■ Prompt ■
Among the lines below, list those containing the string "balcony".

......

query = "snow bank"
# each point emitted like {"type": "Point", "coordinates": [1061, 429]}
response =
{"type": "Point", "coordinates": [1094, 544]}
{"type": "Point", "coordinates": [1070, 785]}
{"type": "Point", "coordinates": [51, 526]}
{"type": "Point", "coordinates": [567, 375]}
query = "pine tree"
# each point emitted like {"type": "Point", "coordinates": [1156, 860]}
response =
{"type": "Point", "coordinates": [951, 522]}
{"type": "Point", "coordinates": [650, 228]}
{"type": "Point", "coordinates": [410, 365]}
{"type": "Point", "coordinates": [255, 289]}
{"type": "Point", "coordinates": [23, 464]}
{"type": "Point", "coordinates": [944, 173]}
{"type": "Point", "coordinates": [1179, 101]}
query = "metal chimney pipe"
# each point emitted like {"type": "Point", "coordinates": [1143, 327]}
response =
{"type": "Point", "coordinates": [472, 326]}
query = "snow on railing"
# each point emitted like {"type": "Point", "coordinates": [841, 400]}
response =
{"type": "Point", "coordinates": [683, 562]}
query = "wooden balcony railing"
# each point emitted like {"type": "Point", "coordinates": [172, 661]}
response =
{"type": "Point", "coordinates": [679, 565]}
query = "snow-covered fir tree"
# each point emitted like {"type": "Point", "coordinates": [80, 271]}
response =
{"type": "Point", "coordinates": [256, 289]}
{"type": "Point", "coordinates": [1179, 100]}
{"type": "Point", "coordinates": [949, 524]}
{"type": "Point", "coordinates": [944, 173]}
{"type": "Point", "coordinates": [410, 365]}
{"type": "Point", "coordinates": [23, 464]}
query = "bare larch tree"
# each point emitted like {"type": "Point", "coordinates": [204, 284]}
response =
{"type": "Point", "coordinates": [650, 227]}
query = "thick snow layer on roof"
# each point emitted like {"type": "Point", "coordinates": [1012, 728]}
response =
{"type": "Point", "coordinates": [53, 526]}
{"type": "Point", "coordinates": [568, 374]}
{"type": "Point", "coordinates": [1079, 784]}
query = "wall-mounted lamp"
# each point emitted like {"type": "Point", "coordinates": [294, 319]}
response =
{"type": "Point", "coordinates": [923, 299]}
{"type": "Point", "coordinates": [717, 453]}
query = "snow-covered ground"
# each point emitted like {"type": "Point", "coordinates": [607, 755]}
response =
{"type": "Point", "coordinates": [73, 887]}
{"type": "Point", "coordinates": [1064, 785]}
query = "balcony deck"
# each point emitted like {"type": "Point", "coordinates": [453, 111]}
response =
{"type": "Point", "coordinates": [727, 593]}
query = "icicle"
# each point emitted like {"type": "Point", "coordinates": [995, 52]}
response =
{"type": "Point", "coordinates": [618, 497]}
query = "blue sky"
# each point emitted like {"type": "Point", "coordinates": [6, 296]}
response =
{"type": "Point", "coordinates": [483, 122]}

......

■ Written solution ■
query = "wooden balcony railing"
query = "balcony deck"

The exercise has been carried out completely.